I have one parquet file in hdfs as initial load of my data. All the next parquets are only these datasets which have changes each day to the initial load (in chronological order). These are my deltas. I want to read all or a few parquet files to have the late data of a specific date. Deltas can contain new records, too.
Example:
Initial Data (Folder: /path/spezific_data/20180101):
ID| Name | Street |
1 | "Tom" |"Street 1"|
2 | "Peter"|"Street 2"|
Delta 1 (Folder: /path/spezific_data/20180102):
ID| Name | Street |
1 | "Tom" |"Street 21"|
Delta 2 (Folder: : /path/spezific_data/20180103):
ID| Name | Street |
2 | "Peter" |"Street 44"|
3 | "Hans" | "Street 12"|
Delta 3 (Folder: : /path/spezific_data/20180105):
ID| Name | Street |
2 | "Hans" |"Street 55"|
It is possible that one day have Deltas but are loaded on day later. (Look at Delta 2 and Delta 3) So the Folder /path/spezific_data/20180104 does note exist and we never want to load this date. Now I want to load different cases.
- Only initial data: That is an easy load of a Directory.
initial = spark.read.parquet("hdfs:/path/spezific_data/20180101/")
- Until a specific date (20180103)
initial_df = spark.read.parquet("hdfs:/path/spezific_data/20180101/") <br>
delta_df = spark.read.parquet("hdfs:/path/spezific_data/20180102/")
Now I have to merge ("Update" I know spark RDDs or dataframes can not do a update) these datasets and load the other one an merge too. Currently I solve this with this line of code (but in an for Loop):
new_df = delta_df.union(initila_df).dropDuplicates("ID") <br>
delta_df = spark.read.parqeut("hdfs:/mypath/20180103/") <br>
new_df = delta_df.union(new_df).dropDuplicates("ID") <br>
But I think that is not a good way to do this.
- Load all data in Folder "/path/spezific_data" I do this like step one with a for loop to the late date
Questions:
Can I do this like this?
Are there better ways?
Can I load this in one df and merge them there?
Currently the load takes very Long (one hour)
Update 1:
I tried to do something like this. If i run this code, it go through all dates until my enddate (I see this on my println(date)). After that, I get an Java.lang.StackOverflowError.
Where is the error?
import org.apache.spark.sql.functions.col
import util.control.Breaks._
var sourcePath = "hdfs:sourceparth/"
var destinationPath = "hdfs:destiantionpath/result"
var initial_date = "20170427"
var start_year = 2017
var end_year = 2019
var end_month = 10
var end_day = 31
var m : String = _
var d : String = _
var date : String = _
var delta_df : org.apache.spark.sql.DataFrame = _
var doubleRows_df : org.apache.spark.sql.DataFrame = _
//final DF, initial load
var final_df = spark.read.parquet(sourcePath + initial_date + "*")

> **WRITTEN EXERCISE 1**:
In the Spark parquet post, what error shows up after the code runs through all the dates up to the end date?
> **WRITTEN EXERCISE 2**:
Pick up the Spark parquet post right after its last line of code and keep it going.

> **RECORDED DATA**:

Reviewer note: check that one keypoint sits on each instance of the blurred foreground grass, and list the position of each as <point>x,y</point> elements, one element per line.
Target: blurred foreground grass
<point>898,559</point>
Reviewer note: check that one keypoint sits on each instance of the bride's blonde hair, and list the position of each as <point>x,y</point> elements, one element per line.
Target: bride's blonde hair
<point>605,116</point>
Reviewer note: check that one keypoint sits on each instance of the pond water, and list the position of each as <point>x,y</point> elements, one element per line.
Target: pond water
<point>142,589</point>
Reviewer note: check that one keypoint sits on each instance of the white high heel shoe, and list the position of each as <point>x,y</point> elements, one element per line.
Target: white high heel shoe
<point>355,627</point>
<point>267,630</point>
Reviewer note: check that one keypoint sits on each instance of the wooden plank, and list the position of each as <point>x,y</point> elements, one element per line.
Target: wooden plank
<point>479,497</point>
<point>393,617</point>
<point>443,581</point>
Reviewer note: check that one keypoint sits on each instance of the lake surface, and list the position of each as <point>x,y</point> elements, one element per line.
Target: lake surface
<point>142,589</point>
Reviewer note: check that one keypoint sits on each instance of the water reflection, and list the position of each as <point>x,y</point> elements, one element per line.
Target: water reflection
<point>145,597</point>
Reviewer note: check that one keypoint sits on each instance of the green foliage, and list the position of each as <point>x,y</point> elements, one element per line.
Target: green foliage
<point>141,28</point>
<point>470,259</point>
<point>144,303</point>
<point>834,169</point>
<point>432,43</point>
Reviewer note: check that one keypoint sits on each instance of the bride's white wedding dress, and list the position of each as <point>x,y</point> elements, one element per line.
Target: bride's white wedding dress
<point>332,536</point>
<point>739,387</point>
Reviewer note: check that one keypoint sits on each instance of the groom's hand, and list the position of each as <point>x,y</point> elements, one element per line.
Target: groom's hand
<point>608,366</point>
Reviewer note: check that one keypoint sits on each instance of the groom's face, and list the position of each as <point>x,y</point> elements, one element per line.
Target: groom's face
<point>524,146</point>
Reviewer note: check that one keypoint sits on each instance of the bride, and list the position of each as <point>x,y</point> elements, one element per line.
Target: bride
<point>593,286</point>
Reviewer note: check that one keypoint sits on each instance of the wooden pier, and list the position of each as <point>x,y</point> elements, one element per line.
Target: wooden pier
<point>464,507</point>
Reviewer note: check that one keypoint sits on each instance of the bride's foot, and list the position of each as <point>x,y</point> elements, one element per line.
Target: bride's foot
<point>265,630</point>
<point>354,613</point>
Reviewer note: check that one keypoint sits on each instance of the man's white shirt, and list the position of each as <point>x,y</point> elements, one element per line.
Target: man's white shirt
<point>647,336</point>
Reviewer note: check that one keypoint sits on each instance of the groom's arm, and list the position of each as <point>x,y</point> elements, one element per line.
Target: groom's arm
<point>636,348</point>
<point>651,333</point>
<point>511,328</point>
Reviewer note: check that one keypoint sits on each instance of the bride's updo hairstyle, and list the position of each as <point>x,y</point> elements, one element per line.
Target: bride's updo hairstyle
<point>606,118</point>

> **OUTPUT 1**:
A Java.lang.StackOverflowError.

> **OUTPUT 2**:
breakable{
for(year <- 2017 to end_year; month <- 1 to 12; day <- 1 to 31){
//Create date String
m = month.toString()
d = day.toString()
if(month < 10)
m = "0" + m
if(day < 10)
d = "0" + d
date = year.toString() + m + d
try{
//one delta
delta_df = spark.read.parquet(sourcePath + date + "*")
//delete double Rows (i want to ignore them
doubleRows_df = delta_df.groupBy("key").count().where("count > 1").select("key")
delta_df = delta_df.join(doubleRows_df, Seq("key"), "leftanti")
//deletes all (old) rows in final_df, that are in delta_df
final_df = final_df.join(delta_df, Seq("key"), "leftanti")
//add all new rows in delta
final_df = final_df.union(delta_df)
println(date)
}catch{
case e:org.apache.spark.sql.AnalysisException=>{}
}
if(day == end_day && month == end_month && year == end_year)
break
}
}
final_df.write.mode("overwrite").parquet(destinationPath)
The full stacktrace:
19/11/26 11:19:04 WARN util.Utils: Suppressing exception in finally: Java heap space
java.lang.OutOfMemoryError: Java heap space
at java.nio.HeapByteBuffer.<init>(HeapByteBuffer.java:57)
at java.nio.ByteBuffer.allocate(ByteBuffer.java:335)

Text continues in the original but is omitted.